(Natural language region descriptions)
=== Begin Enclosure ===

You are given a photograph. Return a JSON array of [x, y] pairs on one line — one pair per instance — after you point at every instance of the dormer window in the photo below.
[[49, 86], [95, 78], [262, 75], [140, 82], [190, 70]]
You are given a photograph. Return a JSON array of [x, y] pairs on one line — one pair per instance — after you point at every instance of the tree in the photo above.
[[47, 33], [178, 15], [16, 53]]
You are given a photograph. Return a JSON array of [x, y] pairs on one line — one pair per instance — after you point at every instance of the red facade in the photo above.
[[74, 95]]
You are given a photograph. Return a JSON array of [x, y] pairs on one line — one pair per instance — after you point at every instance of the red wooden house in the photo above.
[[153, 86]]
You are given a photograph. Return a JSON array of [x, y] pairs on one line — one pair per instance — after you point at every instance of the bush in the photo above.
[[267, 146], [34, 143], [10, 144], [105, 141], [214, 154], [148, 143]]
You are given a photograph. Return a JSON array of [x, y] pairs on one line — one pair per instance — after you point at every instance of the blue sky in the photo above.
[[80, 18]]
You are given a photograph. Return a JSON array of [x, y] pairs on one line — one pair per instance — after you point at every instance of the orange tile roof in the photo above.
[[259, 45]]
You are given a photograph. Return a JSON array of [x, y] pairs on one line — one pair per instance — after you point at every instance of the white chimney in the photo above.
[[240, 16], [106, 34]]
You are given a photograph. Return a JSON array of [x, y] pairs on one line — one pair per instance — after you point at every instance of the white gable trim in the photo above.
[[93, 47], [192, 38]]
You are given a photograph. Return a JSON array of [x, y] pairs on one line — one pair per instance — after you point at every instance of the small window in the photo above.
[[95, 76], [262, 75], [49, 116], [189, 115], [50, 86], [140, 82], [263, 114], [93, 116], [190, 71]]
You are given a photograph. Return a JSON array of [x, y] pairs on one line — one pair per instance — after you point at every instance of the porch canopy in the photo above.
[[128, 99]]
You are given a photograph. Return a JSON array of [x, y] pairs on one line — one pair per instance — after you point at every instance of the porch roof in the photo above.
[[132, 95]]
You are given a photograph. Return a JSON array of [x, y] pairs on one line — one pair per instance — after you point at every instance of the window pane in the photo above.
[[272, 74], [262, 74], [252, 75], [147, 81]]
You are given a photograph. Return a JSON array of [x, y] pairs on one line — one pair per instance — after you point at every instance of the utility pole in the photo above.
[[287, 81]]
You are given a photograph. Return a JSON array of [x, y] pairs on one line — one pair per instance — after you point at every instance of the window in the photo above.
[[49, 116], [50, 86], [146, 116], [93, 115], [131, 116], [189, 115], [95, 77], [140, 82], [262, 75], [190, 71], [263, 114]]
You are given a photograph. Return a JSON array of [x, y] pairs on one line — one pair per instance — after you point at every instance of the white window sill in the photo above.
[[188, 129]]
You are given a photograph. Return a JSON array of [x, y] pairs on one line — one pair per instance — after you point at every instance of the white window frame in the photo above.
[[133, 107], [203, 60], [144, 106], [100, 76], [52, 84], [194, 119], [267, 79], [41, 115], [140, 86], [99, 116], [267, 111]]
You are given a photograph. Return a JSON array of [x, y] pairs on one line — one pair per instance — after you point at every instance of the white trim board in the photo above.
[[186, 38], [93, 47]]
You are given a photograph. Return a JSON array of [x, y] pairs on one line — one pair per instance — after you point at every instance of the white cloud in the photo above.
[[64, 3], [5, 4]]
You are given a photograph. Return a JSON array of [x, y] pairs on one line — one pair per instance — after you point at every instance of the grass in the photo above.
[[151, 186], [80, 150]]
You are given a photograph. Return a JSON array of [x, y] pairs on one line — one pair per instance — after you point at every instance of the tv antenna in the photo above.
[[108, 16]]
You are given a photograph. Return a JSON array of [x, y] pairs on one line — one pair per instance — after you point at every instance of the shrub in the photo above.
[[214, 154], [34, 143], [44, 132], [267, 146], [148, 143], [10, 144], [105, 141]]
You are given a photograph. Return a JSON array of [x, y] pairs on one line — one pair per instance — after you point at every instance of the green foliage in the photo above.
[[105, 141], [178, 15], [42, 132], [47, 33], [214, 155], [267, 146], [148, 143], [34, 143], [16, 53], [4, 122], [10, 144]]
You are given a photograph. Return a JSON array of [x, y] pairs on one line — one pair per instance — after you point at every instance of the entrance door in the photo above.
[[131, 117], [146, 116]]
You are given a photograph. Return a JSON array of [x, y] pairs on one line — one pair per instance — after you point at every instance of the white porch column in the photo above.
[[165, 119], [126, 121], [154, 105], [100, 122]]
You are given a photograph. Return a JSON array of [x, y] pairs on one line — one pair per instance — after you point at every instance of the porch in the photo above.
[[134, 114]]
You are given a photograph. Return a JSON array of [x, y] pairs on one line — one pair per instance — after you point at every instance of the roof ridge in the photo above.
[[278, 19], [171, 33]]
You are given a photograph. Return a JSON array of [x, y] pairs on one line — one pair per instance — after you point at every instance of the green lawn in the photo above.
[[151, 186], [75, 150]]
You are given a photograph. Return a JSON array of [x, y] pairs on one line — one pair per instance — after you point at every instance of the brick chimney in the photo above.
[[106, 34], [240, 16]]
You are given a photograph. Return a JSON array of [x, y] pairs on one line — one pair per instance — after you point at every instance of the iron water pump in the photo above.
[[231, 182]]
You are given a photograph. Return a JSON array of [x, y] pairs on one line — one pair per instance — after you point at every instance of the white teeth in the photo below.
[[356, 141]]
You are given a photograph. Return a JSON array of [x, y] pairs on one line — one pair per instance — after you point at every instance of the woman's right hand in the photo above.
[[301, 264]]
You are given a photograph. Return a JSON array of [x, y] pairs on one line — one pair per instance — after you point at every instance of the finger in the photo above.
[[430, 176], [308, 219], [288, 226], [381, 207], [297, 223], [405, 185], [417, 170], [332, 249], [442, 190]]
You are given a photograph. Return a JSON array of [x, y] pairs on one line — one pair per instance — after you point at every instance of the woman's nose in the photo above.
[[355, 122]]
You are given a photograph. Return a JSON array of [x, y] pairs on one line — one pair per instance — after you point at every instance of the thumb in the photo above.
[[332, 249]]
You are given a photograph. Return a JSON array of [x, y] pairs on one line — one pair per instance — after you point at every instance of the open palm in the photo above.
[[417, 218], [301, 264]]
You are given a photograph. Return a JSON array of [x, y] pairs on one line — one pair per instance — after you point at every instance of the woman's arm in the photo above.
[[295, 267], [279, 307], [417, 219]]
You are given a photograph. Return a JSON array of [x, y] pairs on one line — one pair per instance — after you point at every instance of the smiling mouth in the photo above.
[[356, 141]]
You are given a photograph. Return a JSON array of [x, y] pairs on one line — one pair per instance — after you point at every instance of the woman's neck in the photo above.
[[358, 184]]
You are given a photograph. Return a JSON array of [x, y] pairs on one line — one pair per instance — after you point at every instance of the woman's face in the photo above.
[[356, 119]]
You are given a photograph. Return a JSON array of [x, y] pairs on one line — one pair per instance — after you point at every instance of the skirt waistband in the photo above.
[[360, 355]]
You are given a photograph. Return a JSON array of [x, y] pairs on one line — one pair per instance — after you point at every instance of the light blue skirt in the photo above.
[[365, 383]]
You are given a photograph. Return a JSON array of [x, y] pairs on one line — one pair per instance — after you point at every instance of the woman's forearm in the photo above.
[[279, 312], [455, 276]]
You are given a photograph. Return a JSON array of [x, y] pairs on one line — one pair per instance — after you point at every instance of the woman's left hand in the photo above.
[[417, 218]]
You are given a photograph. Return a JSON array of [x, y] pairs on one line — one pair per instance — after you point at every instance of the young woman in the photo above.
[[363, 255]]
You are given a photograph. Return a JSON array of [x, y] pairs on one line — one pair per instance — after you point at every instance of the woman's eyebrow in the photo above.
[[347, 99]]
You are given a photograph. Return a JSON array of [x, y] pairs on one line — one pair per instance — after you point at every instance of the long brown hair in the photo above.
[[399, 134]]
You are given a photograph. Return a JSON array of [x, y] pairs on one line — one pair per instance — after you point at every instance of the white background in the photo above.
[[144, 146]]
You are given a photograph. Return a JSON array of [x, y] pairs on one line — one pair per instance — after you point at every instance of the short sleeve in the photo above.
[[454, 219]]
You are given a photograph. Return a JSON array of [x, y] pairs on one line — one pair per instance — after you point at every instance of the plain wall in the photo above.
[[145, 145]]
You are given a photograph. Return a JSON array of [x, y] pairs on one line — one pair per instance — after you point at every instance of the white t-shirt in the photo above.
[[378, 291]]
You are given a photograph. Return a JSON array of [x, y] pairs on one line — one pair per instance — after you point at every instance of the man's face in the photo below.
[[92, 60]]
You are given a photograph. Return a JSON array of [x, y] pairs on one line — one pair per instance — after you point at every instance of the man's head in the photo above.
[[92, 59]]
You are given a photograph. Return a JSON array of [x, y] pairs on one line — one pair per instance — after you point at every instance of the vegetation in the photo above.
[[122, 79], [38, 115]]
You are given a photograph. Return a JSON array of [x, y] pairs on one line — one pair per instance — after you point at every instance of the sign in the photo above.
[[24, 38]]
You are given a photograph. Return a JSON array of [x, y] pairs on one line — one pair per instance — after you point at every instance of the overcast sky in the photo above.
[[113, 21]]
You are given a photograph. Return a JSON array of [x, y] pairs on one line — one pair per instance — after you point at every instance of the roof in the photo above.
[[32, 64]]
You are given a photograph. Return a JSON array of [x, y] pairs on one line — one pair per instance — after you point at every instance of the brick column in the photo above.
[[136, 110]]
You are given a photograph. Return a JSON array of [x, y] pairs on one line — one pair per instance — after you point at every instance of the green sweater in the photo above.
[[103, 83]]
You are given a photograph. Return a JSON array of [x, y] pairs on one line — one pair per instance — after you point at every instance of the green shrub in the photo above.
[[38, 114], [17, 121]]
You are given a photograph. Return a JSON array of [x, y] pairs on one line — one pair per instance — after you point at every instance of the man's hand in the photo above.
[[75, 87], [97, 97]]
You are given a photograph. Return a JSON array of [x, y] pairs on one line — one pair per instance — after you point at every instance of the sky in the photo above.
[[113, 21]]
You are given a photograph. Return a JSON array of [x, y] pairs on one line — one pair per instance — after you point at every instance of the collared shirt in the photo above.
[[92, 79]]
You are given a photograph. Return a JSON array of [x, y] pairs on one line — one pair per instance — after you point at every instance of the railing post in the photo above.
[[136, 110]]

=== End Enclosure ===

■ **Required action**:
The "brick column in the photo above." line through the last line above: set these down exactly and add nothing else.

■ **Solution for this exercise**:
You are given a photograph. Return a JSON array of [x, y] pairs on one line — one pair per instance — after you point at every instance of the brick column in the photo above.
[[136, 110]]
You are given a photograph. Return a JSON array of [x, y] pairs on one line — one pair per instance — after you point at every instance of the green sweater in the photo above.
[[103, 83]]
You are given a photograph. Return a JSON array of [x, y] pairs on one line — one pair per instance — after you point at every instance of the green shrub in the photo above.
[[38, 114], [17, 121]]
You are given a photograph. Return a JSON array of [x, y] pairs on one line — one pair per instance — after you point at every instance of the man's hand in the photo above.
[[75, 87], [97, 97]]
You are given a photograph. Return a JSON array of [x, y] pairs on one line — one pair per instance — after you point at every instance of the sky in the photo above.
[[113, 21]]
You are given a photograph. Return a JSON array of [x, y] pairs on one line — one pair per instance — after you point at every instance of the collared shirt in the photo above.
[[92, 79]]
You are given a photograph. Return a JSON array of [x, y] pairs on one line — one pair per instance — after you point at every instance of the railing post in the photo above.
[[136, 110]]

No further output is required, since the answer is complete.